Document extract -
+++
Level 1 - at least as difficult to attack as AES-128 (block cipher)
Level 2 - at least as difficult to attack as SHA-256 (hash function)
Level 3 - at least as difficult to attack as AES-192 (block cipher)
Level 4 - at least as difficult to attack as SHA-384 (hash function)
Level 5 - at least as difficult to attack as AES-256 (block cipher)
The security of attacking an N-bit block cipher is morally congruent to a birthday collision against a {2N}-bit hash function. With some caveats: https://soatok.blog/2024/07/01/blowing-out-the-candles-on-th...
ML-DSA-44 (smallest parameter set) targets Level 2 for signatures.
ML-KEM-768 targets Level 3 for KEMs.
The relevant property here is known as "information-theoretic security", and I'm not sure if one-time pads are the only way to achieve it, e.g. Shamir's secret sharing also has this property (although the use case is slightly different): https://en.wikipedia.org/wiki/Information-theoretic_security
Alternatively, shamir's secret sharing can be extended to threshold settings pretty easily. So you can write a generalized scheme where you only recover things when "enough people" (but perhaps not everyone) tries to reconstruct. This generalized scheme doesn't look particularly like the one-time pad.
So they end up coinciding in the 2-party case over F2 but it seems to be mostly a coincidence.
And even if there was only a 10% chance of QC breaking crypto, the community is not comfortable with a 10% chance of such a catastrophic scenario.
This is part of my day job, so here's another interesting fact: for migrating encryption use cases, you have to consider that attackers can capture your encrypted data today to break in the future. So, as a rule of thumb, your migration timeline is much shorter for encryption than for signatures.
+++
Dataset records
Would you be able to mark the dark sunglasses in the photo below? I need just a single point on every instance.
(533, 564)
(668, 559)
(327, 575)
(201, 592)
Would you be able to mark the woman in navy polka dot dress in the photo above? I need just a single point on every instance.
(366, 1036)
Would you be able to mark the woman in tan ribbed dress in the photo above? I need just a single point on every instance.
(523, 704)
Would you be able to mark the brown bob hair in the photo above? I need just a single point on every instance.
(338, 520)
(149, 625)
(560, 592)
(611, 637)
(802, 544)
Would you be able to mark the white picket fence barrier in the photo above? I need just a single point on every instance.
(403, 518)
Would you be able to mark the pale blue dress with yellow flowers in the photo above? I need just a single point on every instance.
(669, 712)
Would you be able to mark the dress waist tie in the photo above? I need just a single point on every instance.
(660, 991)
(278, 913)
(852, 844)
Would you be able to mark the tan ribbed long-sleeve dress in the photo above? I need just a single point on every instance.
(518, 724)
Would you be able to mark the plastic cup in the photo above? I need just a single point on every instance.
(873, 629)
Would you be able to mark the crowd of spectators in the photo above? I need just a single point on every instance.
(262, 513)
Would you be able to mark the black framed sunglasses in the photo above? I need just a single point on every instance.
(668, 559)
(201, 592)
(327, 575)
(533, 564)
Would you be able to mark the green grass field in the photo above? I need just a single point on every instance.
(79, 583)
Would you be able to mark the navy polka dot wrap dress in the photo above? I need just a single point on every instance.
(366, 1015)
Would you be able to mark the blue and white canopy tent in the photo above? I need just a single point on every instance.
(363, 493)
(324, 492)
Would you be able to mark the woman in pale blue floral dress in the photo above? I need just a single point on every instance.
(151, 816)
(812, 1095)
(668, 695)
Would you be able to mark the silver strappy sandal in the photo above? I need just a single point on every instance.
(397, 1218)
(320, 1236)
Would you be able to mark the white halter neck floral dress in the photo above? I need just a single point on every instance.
+++
Exercises to complete -
**a)** From the discussion of cryptographic security levels, quote the passage that begins at the words "ML-KEM-768 targets Level" and stops after "a catastrophic scenario.".
**b)** In the discussion of cryptographic security levels, what level does ML-KEM-768 target for KEMs?

Responses for each task -
**a)**
ML-KEM-768 targets Level 3 for KEMs.
The relevant property here is known as "information-theoretic security", and I'm not sure if one-time pads are the only way to achieve it, e.g. Shamir's secret sharing also has this property (although the use case is slightly different): https://en.wikipedia.org/wiki/Information-theoretic_security
Alternatively, shamir's secret sharing can be extended to threshold settings pretty easily. So you can write a generalized scheme where you only recover things when "enough people" (but perhaps not everyone) tries to reconstruct. This generalized scheme doesn't look particularly like the one-time pad.
So they end up coinciding in the 2-party case over F2 but it seems to be mostly a coincidence.
And even if there was only a 10% chance of QC breaking crypto, the community is not comfortable with a 10% chance of such a catastrophic scenario.

**b)** Level 3